• THE REQUEST: Starting with the line that contains "Identify one point on each instance of the lanyard", reproduce each line through the end of the listing below, with no other output.

• THE INPUT:

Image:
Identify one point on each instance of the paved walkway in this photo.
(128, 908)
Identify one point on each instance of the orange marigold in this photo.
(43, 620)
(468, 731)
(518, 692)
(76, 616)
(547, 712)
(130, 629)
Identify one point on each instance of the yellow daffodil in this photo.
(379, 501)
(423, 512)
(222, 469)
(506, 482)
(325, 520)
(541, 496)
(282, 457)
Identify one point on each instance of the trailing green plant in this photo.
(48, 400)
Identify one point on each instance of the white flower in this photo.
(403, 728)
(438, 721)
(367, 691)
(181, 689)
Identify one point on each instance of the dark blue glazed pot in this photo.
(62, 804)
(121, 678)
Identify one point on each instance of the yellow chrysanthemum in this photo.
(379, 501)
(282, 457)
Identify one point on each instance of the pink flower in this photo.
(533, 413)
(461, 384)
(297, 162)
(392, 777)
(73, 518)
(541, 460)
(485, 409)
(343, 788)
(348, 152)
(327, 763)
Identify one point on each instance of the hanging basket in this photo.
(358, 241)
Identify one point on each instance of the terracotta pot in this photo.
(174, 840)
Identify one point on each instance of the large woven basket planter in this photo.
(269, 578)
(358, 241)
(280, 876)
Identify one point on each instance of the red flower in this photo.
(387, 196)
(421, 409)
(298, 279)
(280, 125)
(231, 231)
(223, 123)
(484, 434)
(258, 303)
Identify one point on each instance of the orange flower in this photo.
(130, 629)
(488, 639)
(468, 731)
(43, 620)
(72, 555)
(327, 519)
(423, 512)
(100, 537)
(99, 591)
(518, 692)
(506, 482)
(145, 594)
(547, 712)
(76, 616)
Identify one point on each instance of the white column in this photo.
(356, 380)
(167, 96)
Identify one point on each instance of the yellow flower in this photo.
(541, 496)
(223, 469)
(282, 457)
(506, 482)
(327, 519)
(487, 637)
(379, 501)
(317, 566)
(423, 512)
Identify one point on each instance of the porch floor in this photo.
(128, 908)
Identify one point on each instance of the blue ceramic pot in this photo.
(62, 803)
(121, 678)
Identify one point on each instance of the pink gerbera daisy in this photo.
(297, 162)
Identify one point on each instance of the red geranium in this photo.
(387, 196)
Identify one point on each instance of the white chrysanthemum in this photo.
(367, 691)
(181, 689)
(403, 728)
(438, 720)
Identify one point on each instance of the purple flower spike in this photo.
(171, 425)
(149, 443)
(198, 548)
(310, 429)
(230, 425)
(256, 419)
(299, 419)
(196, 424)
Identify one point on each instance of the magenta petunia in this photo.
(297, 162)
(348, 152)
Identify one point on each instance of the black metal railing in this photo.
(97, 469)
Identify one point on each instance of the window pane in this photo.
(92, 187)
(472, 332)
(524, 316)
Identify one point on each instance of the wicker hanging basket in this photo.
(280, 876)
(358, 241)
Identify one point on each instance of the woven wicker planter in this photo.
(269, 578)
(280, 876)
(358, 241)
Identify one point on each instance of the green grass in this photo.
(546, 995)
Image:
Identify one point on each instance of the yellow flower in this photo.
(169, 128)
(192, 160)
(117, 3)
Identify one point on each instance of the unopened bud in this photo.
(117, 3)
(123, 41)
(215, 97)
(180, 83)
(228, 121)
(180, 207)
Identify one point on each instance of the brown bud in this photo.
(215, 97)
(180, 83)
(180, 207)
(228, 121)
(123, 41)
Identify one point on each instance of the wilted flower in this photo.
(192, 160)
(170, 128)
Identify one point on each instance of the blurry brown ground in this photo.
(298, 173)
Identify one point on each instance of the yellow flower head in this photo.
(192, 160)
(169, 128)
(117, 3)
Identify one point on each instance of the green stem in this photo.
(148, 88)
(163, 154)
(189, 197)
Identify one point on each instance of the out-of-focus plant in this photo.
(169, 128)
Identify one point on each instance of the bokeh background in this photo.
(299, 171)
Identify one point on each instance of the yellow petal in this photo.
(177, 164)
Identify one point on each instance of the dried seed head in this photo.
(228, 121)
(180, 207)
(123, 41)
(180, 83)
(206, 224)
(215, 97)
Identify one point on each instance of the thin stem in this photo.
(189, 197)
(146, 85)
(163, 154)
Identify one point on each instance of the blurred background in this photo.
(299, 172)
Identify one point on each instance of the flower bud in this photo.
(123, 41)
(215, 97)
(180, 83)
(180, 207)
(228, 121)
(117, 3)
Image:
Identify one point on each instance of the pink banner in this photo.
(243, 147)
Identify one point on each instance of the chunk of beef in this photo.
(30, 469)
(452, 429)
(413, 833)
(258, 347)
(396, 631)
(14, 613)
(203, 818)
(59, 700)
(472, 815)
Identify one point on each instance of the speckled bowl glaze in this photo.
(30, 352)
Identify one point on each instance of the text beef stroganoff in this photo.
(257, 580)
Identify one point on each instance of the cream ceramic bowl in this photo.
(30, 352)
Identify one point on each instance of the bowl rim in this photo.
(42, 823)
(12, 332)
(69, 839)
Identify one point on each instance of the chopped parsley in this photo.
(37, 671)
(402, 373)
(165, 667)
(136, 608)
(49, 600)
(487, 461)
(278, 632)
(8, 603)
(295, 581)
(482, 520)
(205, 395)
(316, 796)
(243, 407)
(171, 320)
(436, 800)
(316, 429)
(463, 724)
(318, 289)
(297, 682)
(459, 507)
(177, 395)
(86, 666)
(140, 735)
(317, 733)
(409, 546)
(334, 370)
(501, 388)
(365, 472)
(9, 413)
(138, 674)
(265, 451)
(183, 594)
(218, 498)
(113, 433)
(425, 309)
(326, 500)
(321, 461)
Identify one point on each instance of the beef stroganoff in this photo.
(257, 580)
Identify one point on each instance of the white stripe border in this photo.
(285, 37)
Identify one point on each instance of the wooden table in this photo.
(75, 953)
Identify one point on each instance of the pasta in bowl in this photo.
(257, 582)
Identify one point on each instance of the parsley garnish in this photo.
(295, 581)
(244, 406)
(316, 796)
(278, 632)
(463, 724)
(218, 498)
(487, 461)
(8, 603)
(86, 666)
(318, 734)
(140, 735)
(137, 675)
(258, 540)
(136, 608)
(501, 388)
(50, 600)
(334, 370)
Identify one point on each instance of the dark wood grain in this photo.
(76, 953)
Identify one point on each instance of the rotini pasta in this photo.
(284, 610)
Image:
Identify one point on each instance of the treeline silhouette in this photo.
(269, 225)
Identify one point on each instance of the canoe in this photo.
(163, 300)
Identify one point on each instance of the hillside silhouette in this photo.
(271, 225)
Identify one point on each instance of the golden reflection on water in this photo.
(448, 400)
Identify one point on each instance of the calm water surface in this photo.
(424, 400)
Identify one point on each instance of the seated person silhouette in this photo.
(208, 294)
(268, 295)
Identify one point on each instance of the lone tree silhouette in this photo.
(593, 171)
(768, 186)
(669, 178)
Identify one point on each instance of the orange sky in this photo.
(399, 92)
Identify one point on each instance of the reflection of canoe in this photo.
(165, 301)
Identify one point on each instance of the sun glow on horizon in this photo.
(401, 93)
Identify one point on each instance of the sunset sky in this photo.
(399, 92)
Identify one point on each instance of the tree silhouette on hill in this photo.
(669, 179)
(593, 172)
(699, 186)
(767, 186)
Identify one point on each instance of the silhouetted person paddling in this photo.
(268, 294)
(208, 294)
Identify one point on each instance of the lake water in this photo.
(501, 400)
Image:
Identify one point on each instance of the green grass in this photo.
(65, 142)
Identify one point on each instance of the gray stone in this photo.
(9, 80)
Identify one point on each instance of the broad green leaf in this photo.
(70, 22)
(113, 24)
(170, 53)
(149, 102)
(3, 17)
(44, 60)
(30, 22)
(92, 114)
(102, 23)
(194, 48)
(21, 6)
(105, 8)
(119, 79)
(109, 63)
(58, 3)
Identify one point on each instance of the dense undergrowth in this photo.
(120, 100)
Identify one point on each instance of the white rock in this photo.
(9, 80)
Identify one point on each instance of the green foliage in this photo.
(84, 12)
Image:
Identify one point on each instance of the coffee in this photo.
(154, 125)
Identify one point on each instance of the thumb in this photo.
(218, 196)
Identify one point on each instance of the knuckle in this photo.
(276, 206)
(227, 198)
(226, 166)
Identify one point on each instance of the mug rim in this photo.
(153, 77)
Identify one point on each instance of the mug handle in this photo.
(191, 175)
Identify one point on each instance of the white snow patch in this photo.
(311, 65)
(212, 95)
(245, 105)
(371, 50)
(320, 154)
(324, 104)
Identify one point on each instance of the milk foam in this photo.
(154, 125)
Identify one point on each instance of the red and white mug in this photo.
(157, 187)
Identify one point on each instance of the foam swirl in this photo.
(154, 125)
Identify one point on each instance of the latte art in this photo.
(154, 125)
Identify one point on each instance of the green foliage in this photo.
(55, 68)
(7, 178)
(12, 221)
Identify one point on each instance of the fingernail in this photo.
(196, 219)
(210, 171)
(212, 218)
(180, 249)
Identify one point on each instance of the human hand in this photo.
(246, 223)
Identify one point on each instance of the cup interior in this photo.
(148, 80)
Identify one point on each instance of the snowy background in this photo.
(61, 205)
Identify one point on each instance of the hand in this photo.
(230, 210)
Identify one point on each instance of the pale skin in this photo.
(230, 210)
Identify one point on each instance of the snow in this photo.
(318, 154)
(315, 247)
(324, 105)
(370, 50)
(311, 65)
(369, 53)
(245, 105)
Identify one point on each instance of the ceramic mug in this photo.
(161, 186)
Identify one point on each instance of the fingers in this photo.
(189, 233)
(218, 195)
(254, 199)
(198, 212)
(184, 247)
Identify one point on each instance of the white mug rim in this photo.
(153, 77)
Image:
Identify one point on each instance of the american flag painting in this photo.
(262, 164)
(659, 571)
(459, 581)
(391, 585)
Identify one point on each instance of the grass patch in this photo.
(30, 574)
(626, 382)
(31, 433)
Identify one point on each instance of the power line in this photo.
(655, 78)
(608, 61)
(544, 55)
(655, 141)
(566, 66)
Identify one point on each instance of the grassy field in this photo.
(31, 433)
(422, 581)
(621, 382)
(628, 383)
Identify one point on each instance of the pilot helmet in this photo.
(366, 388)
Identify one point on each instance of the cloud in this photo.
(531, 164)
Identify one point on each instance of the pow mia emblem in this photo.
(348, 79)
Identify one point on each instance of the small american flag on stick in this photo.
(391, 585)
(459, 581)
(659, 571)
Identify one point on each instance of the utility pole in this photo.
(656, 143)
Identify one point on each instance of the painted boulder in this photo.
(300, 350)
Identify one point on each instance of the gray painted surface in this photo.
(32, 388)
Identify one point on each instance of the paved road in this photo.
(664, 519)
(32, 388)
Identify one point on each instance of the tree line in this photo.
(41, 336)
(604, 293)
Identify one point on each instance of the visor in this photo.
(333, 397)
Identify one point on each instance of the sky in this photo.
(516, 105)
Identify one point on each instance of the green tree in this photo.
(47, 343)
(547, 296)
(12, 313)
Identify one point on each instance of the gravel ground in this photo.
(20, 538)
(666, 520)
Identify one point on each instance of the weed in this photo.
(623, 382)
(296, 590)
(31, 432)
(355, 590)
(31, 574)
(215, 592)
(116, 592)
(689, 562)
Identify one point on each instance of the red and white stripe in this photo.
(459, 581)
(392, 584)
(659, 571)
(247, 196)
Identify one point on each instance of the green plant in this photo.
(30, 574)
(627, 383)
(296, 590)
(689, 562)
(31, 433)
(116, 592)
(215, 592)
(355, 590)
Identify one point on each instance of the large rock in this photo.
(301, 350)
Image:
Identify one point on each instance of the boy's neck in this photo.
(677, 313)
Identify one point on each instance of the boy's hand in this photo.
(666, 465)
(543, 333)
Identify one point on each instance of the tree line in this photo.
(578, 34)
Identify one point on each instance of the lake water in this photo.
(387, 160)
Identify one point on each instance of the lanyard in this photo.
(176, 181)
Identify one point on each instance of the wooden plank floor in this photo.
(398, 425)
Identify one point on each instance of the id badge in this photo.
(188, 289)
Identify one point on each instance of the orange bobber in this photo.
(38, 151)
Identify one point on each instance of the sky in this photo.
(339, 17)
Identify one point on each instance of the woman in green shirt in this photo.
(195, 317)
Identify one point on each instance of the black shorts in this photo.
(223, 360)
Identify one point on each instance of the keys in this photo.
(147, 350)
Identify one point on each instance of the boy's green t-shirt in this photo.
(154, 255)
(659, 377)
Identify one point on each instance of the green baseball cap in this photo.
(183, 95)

• REPLY TO THE TASK:
Identify one point on each instance of the lanyard in this photo.
(176, 181)
Identify one point on each instance of the wooden plank floor in this photo.
(398, 425)
Identify one point on each instance of the id badge in this photo.
(188, 289)
Identify one point on each instance of the orange bobber in this photo.
(38, 151)
Identify one point on each instance of the sky in this photo.
(339, 17)
Identify one point on each instance of the woman in green shirt in this photo.
(195, 317)
Identify one point on each instance of the black shorts in this photo.
(223, 360)
Identify one point on each instance of the keys in this photo.
(147, 350)
Identify one point on each instance of the boy's green t-shirt in this photo.
(154, 255)
(659, 377)
Identify one point on each instance of the green baseball cap in this photo.
(183, 95)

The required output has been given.